M. Olivier Rietmann, président. - Qui vous passe ces commandes ?
M. Sylvain Moreau. - Il s'agit notamment de la direction générale des entreprises (DGE), qui travaille beaucoup sur les actifs stratégiques.
En ce qui concerne la filière automobile, une demande a émané de l'industrie automobile elle-même il y a un peu plus de deux ans, à la suite du problème d'approvisionnement sur les microprocesseurs. Cette question est devenue de plus en plus prégnante avec le développement des véhicules électriques et son incidence sur le tissu productif en ce qui concerne la sous-traitance. Il y avait donc une forte demande de l'industrie automobile en faveur d'une évaluation des conséquences de ce phénomène. Notre travail est d'ailleurs mené en collaboration avec les acteurs de la filière, avec qui nous validons le questionnaire.
Le suivi des concours publics est plus complexe car de nombreux dispositifs coexistent. Certaines subventions sont difficiles à identifier et à suivre en raison de la manière dont elles sont enregistrées au niveau des comptabilités d'entreprises, alors que la comptabilité nationale récupère directement auprès de l'administration les informations relatives aux sommes versées aux acteurs économiques. Du reste, le classement de ces concours peut varier au fil du temps.
L'Insee a mené quelques évaluations ciblées sur des dispositifs, mais relativement peu. La plus récente portait sur les effets de la crise sanitaire et des mesures de soutien. La principale difficulté réside dans la nécessité, pour mener ces évaluations, de disposer d'un contrefactuel, c'est-à-dire d'une population d'entreprises ayant les mêmes caractéristiques que la population des entreprises aidées, mais qui ne soient pas aidées, de façon à analyser l'effet des aides en termes d'évolution de l'activité, du chiffre d'affaires et de l'effectif salarié. De telles études existent donc, mais elles portent souvent sur des aides extrêmement ciblées.
En tout état de cause, le montant des aides accordées par l'ensemble des administrations aux entreprises en 2023 se serait élevé à environ 70 milliards d'euros. Il s'agit d'un plancher.
M. Olivier Rietmann, président. - Ce sont les seules aides nationales ?

▶ Contenu des données
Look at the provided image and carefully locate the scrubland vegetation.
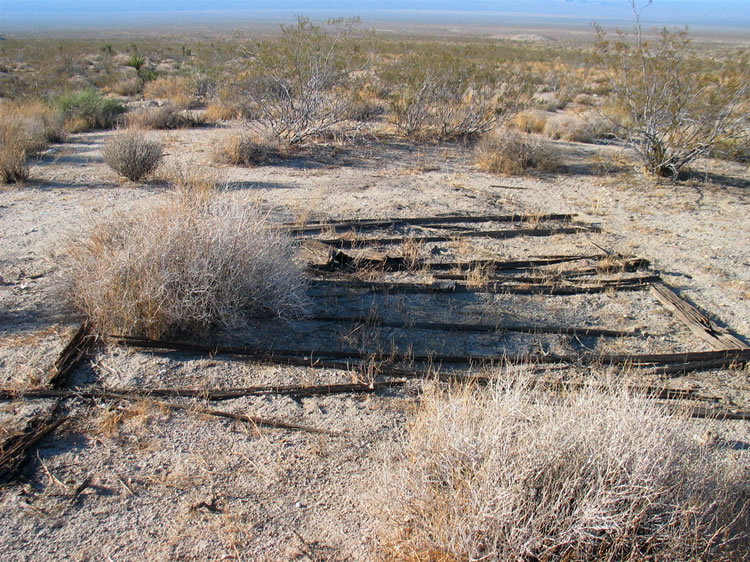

▶ Travail demandé
**A.** Recopiez l'extrait mot pour mot, de « En tout état » à « aides nationales ? ».
**B.** D'après l'extrait, à combien se serait élevé le montant des aides accordées aux entreprises par l'ensemble des administrations en 2023 ?
Les données ne jouent aucun rôle dans ce travail.

▶ Résultats
**A.**
En tout état de cause, le montant des aides accordées par l'ensemble des administrations aux entreprises en 2023 se serait élevé à environ 70 milliards d'euros. Il s'agit d'un plancher.
M. Olivier Rietmann, président. - Ce sont les seules aides nationales ?

**B.** Ce montant se serait élevé à environ 70 milliards d'euros, et il s'agit d'un plancher.